Point-per-instance localization data
▼

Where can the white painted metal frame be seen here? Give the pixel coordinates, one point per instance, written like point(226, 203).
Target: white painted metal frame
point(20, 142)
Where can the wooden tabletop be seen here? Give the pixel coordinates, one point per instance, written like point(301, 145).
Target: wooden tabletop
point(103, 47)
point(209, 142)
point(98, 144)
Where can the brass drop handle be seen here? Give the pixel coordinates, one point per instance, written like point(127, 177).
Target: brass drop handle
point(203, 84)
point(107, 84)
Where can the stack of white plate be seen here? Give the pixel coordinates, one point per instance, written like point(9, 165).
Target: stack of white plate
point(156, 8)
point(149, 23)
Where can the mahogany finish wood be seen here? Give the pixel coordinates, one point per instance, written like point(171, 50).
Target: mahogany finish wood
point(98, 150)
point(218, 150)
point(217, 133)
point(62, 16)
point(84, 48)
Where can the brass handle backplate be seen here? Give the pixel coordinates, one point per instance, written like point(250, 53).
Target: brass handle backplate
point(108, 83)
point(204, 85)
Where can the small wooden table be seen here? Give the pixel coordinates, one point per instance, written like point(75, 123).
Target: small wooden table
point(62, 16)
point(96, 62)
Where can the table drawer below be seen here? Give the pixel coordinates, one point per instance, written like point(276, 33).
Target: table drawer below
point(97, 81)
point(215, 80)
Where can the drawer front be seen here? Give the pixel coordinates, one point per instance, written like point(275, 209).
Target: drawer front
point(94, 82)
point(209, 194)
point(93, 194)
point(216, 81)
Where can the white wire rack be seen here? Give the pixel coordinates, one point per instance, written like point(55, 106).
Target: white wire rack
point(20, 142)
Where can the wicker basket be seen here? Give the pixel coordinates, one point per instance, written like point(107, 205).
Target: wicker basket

▲

* [The task]: Look through the entries above and copy each line that has "basket" in it.

* [Answer to the problem]:
Where can the wicker basket be seen here? Give the pixel coordinates, one point per instance, written like point(107, 205).
Target: wicker basket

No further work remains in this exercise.